What you will do => Could you repeat every line from the line with "# Locate the tall light pole in this photo" up to and including the line with "[53,0,94,52]", unchanged except that each bounding-box coordinate is scaled by 1.05 and rounded to a whole number, with halves rounded up?

Listing =>
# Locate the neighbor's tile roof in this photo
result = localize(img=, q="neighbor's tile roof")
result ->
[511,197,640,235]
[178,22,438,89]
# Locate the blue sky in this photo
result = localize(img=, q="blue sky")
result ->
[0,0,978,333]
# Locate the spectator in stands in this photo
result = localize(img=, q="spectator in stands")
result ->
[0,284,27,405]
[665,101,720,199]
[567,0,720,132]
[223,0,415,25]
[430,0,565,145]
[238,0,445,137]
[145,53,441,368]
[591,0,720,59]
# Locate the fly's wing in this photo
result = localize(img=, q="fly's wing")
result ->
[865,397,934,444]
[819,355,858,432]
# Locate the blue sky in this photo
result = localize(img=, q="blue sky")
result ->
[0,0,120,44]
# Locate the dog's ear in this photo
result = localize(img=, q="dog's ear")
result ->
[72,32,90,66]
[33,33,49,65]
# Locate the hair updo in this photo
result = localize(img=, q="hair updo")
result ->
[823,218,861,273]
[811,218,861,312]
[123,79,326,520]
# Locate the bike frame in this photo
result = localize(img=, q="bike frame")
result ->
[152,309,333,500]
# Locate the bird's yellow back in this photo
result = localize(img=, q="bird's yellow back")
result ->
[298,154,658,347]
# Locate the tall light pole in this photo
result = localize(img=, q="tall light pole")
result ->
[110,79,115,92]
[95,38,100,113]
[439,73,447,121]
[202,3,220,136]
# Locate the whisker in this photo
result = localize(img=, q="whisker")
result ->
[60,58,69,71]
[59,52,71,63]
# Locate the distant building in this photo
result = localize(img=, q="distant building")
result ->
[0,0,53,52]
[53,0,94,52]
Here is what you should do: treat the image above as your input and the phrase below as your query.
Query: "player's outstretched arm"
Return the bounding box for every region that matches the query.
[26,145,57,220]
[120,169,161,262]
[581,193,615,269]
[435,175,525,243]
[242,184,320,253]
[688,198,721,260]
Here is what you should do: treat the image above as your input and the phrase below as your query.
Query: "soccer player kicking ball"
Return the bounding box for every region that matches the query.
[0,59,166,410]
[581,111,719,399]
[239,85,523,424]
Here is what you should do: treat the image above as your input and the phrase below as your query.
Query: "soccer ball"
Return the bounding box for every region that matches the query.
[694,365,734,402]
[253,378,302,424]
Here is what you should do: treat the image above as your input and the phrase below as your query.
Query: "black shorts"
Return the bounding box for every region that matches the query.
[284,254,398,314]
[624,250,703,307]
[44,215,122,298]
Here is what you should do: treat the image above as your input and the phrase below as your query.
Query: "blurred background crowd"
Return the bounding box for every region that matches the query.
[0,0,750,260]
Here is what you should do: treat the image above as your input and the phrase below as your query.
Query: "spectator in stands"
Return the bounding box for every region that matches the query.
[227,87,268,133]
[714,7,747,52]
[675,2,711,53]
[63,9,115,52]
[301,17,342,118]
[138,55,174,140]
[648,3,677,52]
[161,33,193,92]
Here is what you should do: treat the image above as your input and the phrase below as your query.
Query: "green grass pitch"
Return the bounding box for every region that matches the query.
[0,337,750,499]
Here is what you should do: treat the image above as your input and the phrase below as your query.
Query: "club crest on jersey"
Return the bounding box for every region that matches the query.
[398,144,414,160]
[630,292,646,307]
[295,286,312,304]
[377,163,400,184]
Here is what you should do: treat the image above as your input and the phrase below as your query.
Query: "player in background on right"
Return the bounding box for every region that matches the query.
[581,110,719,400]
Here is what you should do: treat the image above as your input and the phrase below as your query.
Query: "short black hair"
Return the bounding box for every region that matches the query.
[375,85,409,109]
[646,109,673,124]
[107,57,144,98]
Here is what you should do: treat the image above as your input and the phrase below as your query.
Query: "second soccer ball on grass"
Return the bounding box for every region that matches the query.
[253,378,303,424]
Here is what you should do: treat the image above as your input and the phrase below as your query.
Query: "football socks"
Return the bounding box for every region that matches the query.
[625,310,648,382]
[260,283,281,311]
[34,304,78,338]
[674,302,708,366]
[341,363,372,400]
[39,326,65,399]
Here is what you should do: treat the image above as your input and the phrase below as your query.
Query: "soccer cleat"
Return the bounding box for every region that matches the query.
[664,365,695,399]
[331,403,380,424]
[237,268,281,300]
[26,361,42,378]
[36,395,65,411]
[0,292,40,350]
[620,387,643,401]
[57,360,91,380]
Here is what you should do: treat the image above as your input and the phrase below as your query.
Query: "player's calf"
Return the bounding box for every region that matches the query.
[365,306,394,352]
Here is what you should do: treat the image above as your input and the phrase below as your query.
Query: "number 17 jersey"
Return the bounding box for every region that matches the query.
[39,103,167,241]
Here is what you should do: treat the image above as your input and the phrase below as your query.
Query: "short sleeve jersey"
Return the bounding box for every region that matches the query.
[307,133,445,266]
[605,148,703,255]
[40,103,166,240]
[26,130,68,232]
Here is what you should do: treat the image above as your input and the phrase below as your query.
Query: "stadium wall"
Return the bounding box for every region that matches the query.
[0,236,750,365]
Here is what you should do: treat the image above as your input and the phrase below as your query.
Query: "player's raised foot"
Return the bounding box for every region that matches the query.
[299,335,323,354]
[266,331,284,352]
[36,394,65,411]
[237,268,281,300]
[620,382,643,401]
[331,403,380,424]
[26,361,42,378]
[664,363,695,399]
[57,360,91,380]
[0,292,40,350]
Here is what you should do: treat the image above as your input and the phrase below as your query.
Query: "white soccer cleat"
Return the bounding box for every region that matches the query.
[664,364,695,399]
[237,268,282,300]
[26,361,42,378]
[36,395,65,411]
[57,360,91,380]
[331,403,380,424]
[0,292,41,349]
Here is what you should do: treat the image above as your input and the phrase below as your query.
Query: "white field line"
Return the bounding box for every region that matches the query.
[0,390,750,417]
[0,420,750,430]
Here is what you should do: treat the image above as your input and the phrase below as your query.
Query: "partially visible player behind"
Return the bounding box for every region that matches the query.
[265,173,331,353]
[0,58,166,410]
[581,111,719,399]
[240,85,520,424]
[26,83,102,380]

Solution to the problem =>
# Locate the tall light pole in this photo
result = localize(img=, q="tall light pole")
result ->
[116,83,121,97]
[100,40,105,119]
[461,77,469,127]
[212,3,231,143]
# Locate the whisker in this photo
result = localize(img=, q="whisker")
result ->
[63,61,72,75]
[62,55,75,66]
# Locate the distant building in this photo
result = localize(img=, q="distant building")
result ->
[0,0,56,55]
[56,0,99,55]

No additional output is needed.